» Extract provided
━━━━

Modelling the behaviour you want from your team.Proactively building and strengthening team relationships will help the bottom line. It’s important to ensure that leaders explicitly demonstrate their care for each of their colleagues and those who report directly. It is critical to remind them of their contributions to the company’s success, as well as their overall value to the company. We want the whole team to affirm their emotions and choose their responses that align with the strategic goals of the company. Showing up with blame and anger diminishes trust, and we want to build trust by being genuinely curious about our team members, and treating them with dignity and respect.
If you need help with your meeting structures… get in touch.
Sometimes it can be difficult to take these ideas and apply them to a concrete scenario your workplace. To help with this, we at Build Great Teams compiled a sample process that would tap into all these elements within a simple team meeting environment.
Step 1. Introduce the agenda. (5 minutes)
- Discuss the agenda and how long the meeting is expected to take. This includes the goals of the meeting and any decisions that need to be made that day.
Step 2. Set the stage by celebrating the positive. (15 minutes)
- Request the team members share any personal wins that have transpired since the last meeting or over the past week. Invite everyone to share individually and allow the conversation to evolve organically (giving them time to discuss if need be).
- Ask team members for company wins, and offer congratulations and kudos to team members where you can.
- Briefly follow up from previous meetings on what is working well and what is still being worked on.
- Obtain a brief update from each team member or department on things going well and what they are currently focused on..
- It is important to ask directly about things going well and pull their attention back to the question if need be as you develop the habit.
- What are they focussed on for the upcoming week or month?
- This can serve as an opportunity to learn about each other’s roles and for each of them to teach the others what they do in more detail. This greatly supports overall team integration.

━━━━

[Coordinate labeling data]
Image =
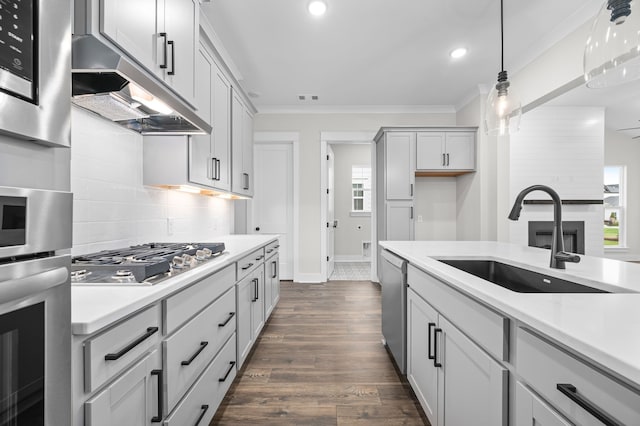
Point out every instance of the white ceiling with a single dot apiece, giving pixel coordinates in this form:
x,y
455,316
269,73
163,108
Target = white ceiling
x,y
368,54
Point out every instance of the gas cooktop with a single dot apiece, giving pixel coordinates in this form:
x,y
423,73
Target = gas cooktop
x,y
144,264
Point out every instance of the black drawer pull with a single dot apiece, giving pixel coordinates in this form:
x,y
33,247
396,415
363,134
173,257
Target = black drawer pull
x,y
429,356
158,418
572,393
435,347
231,365
145,336
200,349
204,409
231,315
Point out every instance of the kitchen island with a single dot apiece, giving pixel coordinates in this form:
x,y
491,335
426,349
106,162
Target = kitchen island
x,y
525,337
167,353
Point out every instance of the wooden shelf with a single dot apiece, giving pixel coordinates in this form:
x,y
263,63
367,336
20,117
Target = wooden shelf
x,y
442,173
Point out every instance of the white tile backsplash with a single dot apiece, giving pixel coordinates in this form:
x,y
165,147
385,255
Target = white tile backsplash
x,y
112,208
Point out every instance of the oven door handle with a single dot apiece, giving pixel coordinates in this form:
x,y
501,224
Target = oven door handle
x,y
18,288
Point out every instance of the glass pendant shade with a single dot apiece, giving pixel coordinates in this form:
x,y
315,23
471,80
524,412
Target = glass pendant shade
x,y
612,53
503,109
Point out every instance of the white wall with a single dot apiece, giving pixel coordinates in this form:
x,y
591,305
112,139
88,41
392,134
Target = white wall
x,y
435,210
352,230
309,126
112,208
621,150
561,147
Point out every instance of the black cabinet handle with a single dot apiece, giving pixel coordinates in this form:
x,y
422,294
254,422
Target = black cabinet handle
x,y
572,393
173,57
158,418
429,356
231,365
200,349
163,65
119,354
435,347
231,315
204,409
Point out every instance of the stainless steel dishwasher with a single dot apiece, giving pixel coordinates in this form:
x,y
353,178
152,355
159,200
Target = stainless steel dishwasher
x,y
394,307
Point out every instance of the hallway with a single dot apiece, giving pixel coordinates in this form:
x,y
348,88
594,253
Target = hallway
x,y
320,361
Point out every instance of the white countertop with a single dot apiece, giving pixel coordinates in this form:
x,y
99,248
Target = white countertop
x,y
601,328
95,307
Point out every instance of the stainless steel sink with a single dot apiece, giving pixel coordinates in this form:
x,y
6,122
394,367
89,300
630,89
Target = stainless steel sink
x,y
518,279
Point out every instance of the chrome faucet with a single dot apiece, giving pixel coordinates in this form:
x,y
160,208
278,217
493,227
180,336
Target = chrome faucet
x,y
558,255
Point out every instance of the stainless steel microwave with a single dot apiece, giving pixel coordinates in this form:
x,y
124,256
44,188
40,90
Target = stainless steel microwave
x,y
35,70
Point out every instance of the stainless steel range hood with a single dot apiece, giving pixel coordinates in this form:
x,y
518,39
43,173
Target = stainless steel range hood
x,y
111,85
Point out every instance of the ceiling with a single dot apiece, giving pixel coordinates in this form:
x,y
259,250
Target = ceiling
x,y
383,54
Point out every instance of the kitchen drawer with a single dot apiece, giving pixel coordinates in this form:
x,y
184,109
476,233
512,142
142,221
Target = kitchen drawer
x,y
249,263
190,349
271,249
187,303
201,402
484,326
544,366
112,351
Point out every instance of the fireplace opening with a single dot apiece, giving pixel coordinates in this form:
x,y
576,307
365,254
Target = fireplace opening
x,y
540,235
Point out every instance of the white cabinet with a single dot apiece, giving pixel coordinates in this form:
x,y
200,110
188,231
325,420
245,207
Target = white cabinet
x,y
242,146
132,399
399,165
445,150
161,35
446,369
531,410
209,154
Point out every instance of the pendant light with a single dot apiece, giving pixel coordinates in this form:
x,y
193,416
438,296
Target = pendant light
x,y
503,109
612,53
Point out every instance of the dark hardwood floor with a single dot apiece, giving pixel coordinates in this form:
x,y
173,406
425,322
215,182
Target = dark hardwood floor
x,y
320,361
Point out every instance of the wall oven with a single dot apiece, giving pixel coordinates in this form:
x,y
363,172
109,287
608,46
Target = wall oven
x,y
35,307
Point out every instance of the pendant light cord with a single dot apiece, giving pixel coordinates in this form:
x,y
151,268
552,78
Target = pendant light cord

━━━━

» Tasks to carry out
- 1) Translate this sentence from the passage on team meetings into Spanish: "It is critical to remind them of their contributions to the company’s success, as well as their overall value to the company."
- 2) Go on with the passage on team meetings, starting after its final sentence.

» The results
- 1) Es fundamental recordarles sus contribuciones al éxito de la empresa, así como su valor general para la empresa.

- 2)
- Ask your team members how you can personally help them be even better at what they do on a daily basis. By asking your team members this kind of question, you open the dialogue and set an example that will cascade throughout the organization.
Step 3. Elevating today’s topic for collaboration (30 minutes)
- Frame the topic of discussion clearly to the entire team.
- Solicit individual perspectives and ideas from team members who had an opportunity to reflect on the agenda in advance of the meeting. Make sure to take brief notes to capture this information.
- With all these potential ideas or solutions on the table, ask each member for their perspective and how it could impact their individual department or roles. This would include both the positive and negative outcomes.
- Functional ideas or solutions will naturally evolve through this conversation and an overall strategy or direction should be agreed on before moving forward.
- A lead individual should be appointed to the topic and help with the coordination of action item completion, timeline, any physical deliverables.
Step 4. Closing the meeting by elevating trust and relationship (10 minutes).
- Go around the table and ask each team member to say what they appreciate about each of their colleagues. Ideally, this can be done in relation to what they observed and appreciated from each of their colleagues since the last meeting and/or can be done in relation to their performance in the meeting itself (e.g., great idea, good reframe of a difficult topic, composure, etc.).
- As you move forward, other small team building activities could be incorporated.
- Reclaim things you used to enjoy. For example, go out for lunch or have it ordered in.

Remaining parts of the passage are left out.